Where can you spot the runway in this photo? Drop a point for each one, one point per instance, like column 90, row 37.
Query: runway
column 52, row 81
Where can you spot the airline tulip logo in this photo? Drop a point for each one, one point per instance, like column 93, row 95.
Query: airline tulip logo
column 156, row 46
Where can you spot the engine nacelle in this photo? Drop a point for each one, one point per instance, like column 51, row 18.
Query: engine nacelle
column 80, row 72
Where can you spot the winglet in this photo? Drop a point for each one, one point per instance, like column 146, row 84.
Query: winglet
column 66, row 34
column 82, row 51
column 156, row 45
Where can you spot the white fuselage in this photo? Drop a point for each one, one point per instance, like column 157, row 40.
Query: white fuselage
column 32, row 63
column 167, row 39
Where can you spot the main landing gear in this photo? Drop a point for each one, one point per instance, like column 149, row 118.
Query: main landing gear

- WORK TASK -
Where a line above holds the string "gear", show that line.

- RESULT FOR THIS EXERCISE -
Where can you spot the main landing gear in this photo? Drop a point for each one, one point per instance, like column 149, row 118.
Query: main landing gear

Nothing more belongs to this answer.